The answer should be an exact copy of the lines from the one with "[pin] parked bicycle -- one per line" through the end of the listing below, with no other lines.
Segment Open
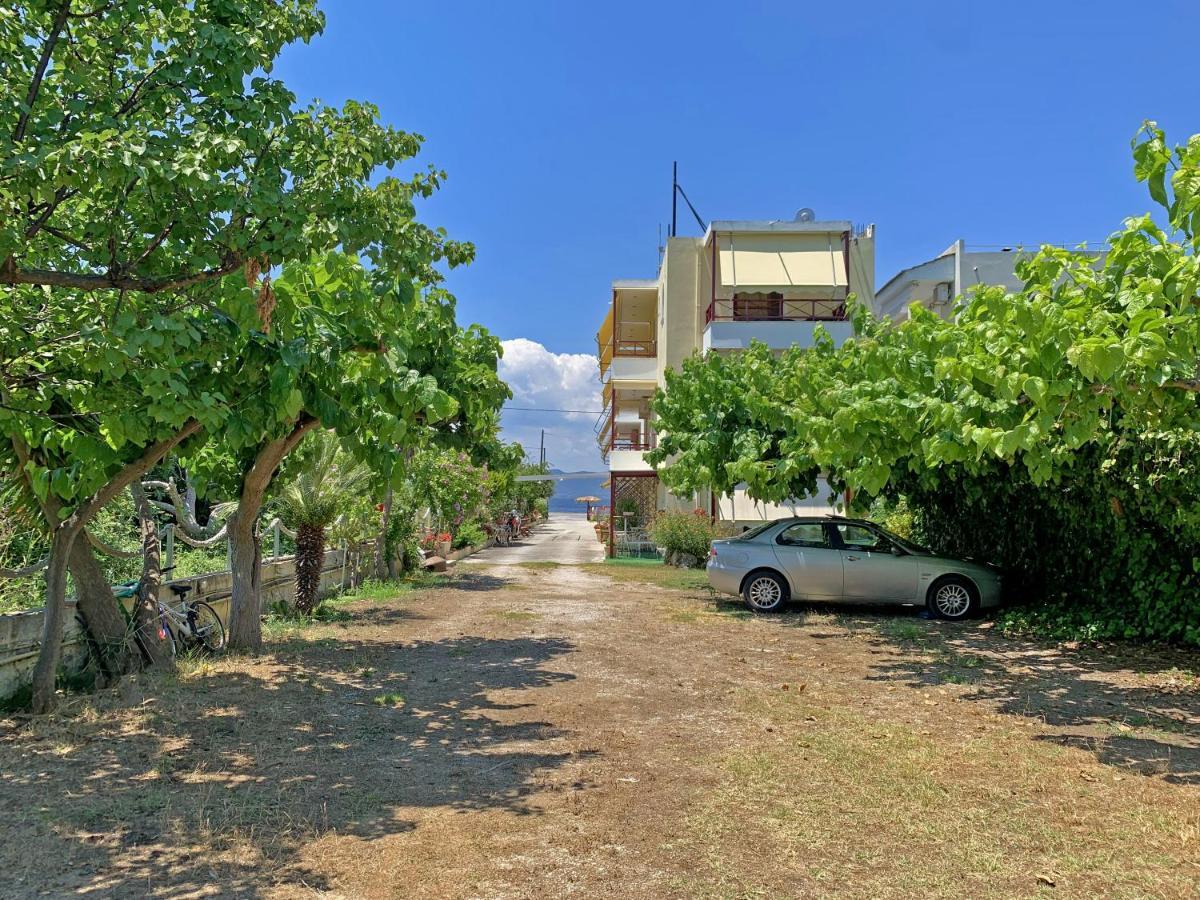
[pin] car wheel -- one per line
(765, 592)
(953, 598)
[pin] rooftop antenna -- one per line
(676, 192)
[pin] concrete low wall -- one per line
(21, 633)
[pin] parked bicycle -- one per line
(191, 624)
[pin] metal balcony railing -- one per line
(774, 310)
Segment Closed
▶ [Written reply]
[pin] parked bicycle -- one per line
(191, 624)
[pin] metal balcony railing -- one per line
(774, 310)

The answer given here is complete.